Point annotation dataset records
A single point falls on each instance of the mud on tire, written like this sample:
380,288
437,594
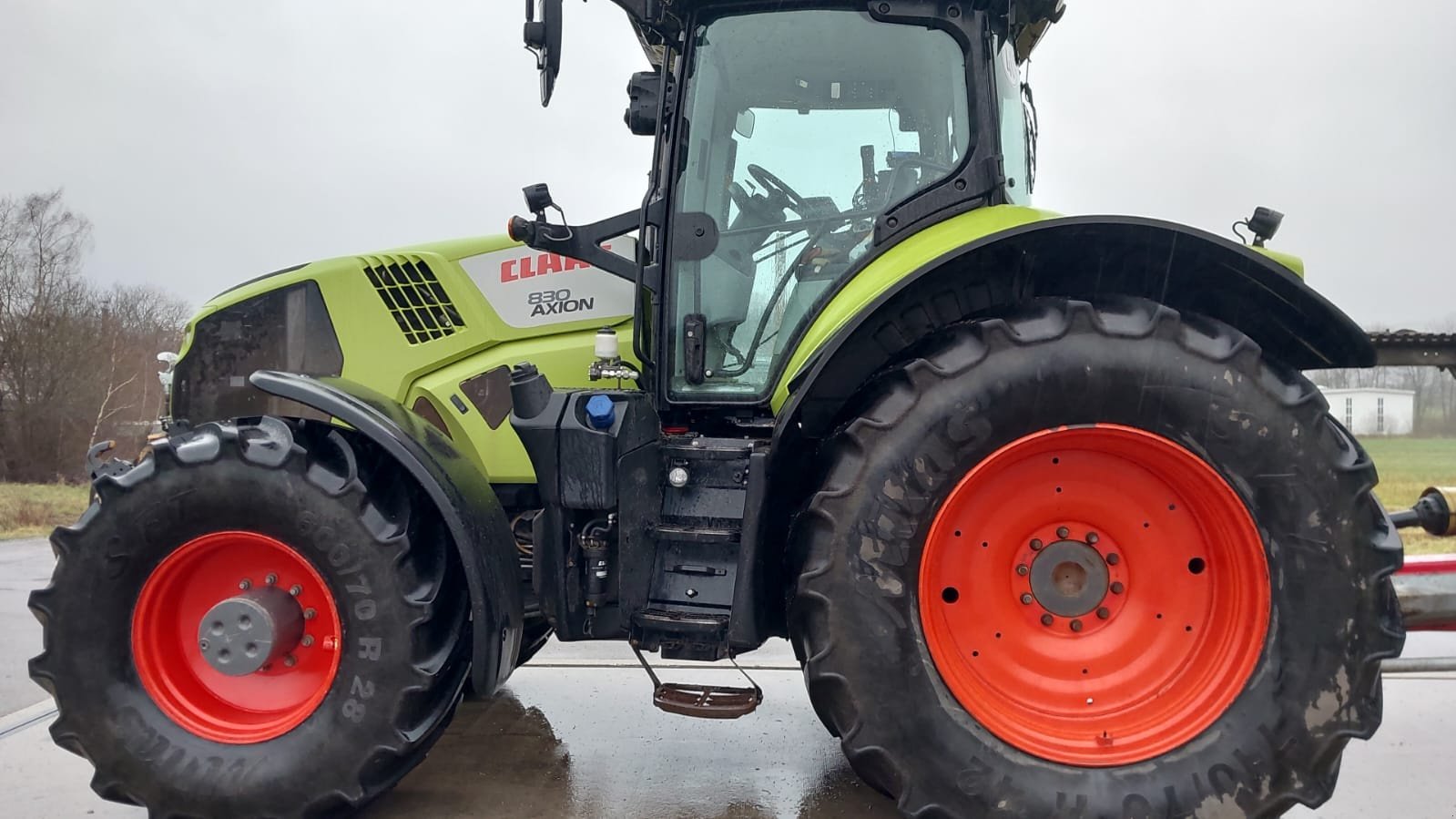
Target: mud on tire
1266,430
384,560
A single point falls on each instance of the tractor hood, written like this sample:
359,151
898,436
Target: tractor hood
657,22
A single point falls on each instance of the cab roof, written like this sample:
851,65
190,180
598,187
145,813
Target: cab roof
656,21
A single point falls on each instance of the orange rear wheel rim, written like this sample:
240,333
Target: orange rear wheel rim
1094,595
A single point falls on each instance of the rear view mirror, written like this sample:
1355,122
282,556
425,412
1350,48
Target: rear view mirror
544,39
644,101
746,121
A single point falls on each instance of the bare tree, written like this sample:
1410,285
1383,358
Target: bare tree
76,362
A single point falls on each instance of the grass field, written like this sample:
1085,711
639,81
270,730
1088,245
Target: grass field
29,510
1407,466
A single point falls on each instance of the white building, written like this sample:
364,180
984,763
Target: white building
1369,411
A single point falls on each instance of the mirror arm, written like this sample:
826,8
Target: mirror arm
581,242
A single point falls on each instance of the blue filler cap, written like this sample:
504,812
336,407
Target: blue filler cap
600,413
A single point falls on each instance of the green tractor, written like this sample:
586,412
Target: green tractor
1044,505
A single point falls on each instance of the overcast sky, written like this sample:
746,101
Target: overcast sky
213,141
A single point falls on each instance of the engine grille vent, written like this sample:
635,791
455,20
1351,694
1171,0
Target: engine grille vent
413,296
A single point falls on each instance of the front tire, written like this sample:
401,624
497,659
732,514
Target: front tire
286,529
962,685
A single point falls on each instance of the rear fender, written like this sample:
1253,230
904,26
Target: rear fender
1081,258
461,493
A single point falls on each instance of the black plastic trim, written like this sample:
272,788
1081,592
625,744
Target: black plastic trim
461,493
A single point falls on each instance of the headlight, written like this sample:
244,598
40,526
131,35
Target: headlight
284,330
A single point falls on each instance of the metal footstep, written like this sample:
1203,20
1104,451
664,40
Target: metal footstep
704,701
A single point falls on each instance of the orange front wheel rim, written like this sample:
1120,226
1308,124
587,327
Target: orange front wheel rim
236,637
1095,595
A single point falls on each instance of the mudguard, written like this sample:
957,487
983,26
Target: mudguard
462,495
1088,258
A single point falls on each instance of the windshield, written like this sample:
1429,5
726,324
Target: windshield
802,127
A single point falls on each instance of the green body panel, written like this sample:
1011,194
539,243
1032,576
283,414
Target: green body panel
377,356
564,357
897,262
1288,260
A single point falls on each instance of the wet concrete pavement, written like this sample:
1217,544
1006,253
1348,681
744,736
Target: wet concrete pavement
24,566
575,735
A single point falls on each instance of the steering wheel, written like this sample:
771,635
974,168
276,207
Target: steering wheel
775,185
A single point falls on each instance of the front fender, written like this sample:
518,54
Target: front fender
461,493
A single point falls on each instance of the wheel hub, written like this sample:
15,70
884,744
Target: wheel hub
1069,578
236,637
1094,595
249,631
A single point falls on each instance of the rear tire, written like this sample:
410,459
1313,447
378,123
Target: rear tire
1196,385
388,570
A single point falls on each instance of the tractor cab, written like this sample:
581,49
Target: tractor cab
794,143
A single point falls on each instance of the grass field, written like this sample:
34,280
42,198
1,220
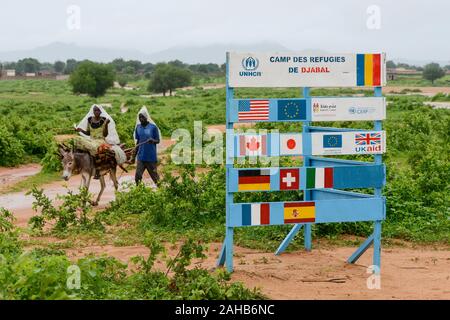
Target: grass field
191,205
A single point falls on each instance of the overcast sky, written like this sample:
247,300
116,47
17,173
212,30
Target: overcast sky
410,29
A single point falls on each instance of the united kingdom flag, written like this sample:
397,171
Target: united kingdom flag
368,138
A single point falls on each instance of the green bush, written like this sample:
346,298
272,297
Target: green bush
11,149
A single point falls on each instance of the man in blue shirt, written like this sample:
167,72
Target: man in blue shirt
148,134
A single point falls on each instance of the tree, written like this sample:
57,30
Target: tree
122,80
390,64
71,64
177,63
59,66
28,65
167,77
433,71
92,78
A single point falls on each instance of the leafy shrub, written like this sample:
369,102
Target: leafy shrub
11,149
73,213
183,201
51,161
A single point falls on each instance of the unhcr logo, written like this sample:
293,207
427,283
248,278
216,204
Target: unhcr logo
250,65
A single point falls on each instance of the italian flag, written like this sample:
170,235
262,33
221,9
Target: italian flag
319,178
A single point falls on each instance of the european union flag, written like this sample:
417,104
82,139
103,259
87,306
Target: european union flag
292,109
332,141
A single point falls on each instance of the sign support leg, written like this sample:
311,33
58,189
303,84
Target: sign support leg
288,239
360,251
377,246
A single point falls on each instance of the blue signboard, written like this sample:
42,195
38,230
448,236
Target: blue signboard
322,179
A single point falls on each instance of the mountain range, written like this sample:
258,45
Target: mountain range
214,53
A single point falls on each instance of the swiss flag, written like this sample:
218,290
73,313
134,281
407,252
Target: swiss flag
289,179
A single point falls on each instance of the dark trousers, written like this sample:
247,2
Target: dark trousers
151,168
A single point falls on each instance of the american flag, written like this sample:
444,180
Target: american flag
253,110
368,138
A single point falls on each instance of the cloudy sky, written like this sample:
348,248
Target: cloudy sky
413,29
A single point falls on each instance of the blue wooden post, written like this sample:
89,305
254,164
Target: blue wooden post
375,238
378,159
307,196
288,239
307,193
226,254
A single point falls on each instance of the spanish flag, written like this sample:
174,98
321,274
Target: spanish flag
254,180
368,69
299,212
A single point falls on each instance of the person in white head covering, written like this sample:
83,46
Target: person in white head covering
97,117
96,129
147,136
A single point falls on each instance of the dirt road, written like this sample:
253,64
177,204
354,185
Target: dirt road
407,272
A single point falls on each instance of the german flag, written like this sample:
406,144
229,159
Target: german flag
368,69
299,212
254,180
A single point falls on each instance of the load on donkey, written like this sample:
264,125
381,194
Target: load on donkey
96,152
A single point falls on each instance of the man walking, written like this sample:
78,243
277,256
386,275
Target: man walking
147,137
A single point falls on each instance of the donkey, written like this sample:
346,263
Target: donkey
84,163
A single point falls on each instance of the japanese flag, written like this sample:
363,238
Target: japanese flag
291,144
...
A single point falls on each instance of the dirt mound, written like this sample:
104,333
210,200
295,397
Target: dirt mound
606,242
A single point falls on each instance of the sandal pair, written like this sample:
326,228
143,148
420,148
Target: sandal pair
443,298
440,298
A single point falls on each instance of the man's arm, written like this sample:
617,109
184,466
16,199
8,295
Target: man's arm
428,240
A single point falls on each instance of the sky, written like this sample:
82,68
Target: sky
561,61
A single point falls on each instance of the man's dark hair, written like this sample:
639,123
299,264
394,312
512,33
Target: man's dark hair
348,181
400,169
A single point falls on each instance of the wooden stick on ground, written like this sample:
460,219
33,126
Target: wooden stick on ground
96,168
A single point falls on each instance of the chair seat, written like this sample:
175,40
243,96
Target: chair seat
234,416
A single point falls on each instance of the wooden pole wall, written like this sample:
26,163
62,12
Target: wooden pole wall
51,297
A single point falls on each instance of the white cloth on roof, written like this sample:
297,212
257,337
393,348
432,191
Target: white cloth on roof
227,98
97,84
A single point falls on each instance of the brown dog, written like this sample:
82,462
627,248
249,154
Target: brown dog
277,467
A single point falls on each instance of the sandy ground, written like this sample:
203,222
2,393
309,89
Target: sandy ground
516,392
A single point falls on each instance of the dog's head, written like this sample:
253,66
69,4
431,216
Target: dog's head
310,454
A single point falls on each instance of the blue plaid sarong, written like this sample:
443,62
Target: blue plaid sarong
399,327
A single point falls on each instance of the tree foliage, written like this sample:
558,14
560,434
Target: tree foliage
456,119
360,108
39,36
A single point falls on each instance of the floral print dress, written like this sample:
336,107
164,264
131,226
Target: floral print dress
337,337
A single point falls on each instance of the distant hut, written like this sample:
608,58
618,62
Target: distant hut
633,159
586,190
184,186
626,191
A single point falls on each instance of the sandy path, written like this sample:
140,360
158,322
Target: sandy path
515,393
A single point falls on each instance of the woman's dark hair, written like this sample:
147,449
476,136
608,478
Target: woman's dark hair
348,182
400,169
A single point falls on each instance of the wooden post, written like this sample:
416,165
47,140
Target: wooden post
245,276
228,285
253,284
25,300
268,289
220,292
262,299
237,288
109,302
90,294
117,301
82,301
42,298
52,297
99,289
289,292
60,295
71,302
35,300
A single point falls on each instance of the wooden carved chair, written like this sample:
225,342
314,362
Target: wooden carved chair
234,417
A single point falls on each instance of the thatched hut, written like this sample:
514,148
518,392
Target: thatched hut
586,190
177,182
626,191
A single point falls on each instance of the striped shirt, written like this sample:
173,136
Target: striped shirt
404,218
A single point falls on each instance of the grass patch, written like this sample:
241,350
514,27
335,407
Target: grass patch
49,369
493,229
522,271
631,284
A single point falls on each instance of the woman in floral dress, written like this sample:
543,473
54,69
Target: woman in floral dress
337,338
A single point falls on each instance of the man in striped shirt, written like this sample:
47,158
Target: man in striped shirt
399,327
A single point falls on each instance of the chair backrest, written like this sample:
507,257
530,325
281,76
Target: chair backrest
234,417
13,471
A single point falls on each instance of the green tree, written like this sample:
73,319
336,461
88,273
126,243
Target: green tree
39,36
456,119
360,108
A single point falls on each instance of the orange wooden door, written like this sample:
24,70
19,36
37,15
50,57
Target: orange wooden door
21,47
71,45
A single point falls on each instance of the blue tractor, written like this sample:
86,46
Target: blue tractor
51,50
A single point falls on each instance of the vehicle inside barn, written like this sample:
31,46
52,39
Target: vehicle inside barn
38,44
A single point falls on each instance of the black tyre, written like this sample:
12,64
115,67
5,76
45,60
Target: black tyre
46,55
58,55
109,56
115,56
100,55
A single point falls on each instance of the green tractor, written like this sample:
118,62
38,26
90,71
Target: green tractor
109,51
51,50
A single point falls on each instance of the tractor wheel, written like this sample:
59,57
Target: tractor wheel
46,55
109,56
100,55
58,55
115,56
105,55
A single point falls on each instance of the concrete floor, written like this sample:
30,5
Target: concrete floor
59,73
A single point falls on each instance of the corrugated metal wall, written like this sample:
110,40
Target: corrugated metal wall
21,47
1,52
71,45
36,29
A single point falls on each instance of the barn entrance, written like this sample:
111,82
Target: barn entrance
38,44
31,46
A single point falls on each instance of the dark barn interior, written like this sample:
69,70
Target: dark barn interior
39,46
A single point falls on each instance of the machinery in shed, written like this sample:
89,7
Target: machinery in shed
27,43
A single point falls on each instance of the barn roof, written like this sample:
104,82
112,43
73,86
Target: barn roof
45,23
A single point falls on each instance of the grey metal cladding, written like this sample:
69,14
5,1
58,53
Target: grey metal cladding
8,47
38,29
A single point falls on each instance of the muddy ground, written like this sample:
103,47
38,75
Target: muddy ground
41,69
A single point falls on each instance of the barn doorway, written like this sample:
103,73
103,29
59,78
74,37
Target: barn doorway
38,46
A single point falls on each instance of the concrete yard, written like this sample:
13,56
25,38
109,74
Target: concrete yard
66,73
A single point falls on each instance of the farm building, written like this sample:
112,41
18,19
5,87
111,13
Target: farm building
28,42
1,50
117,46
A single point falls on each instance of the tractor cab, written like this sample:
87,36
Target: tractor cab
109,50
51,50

* **THE EXERCISE**
Pull out every line of the listing that contains the string "fender", treating uppercase and lowercase letters as different.

* **SOLUTION FOR THIS TASK**
A single point falls on each instance of the rear fender, written like this sample:
Target: rear fender
A single point falls on each instance of the front fender, written like this sample:
Target: front fender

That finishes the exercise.